= TEXT EXCERPT =
^^^^^^^^^^^^^^^^

James Winter, The Butchers Arms, Gloucestershire

The  Staff Canteen

The Staff Canteen

Editor 9th July 2013

James Winter, chef-patron at The Butchers Arms in Gloucestershire, is a 38-year-old chef from Bristol who originally wanted to be a journalist.

Taking a year out before going to study photography at university, James went to work in a kitchen and loved it so much he has stayed in kitchens ever since. In 2007 he opened The Butchers Arms with his wife Elizabeth and their three-year-old daughter Sophie as well as their dog (and pub mascot) Snoop.

Since then it has taken off and stayed permanently busy, winning a Michelin star and some rave reviews to boot, all the while with James as the sole cook in the kitchen.

The Staff Canteen caught up with him to find out about his philosophy of food and why a Michelin-starred chef is still doing his own pot wash…

What influences shaped your menu and cooking style at The Butchers Arms?

^^^^^^^^^^^^^^^^

= EXERCISE DESCRIPTION =
Summarize the James Winter profile in two sentences.

^^^^^^^^^^^^^^^^

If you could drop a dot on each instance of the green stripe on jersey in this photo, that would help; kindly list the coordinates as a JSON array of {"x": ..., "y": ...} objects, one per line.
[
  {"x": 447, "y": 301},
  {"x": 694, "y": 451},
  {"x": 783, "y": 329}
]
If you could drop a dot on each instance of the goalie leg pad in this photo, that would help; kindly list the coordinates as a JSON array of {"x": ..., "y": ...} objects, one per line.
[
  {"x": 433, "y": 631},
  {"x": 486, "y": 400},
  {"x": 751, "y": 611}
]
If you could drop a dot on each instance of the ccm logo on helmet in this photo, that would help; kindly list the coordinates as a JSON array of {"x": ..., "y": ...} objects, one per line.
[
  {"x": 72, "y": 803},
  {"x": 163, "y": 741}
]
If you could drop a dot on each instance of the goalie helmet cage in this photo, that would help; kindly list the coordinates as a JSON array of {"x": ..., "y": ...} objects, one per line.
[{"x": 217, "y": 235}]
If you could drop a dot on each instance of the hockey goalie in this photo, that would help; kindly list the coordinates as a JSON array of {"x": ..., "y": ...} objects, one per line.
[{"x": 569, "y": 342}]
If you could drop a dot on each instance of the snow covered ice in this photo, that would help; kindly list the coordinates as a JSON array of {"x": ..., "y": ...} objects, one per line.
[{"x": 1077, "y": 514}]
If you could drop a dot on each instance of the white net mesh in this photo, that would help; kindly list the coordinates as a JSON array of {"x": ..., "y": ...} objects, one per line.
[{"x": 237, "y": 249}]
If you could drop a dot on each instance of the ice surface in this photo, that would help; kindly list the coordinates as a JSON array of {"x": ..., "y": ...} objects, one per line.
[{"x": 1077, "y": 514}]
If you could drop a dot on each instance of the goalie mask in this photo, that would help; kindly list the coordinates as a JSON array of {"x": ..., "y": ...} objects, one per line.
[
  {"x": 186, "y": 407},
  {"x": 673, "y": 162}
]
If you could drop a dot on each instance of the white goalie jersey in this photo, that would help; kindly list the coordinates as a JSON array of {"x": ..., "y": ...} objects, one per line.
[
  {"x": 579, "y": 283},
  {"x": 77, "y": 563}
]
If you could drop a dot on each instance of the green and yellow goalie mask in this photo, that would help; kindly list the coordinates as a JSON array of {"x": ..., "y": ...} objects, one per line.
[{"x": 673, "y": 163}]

^^^^^^^^^^^^^^^^

= RESULT OF THIS EXERCISE =
James Winter, a 38-year-old chef from Bristol who originally wanted to be a journalist, went to work in a kitchen during a year out before studying photography and has stayed in kitchens ever since. In 2007 he opened The Butchers Arms in Gloucestershire with his wife Elizabeth, and with him as the sole cook it has stayed permanently busy and won a Michelin star and rave reviews.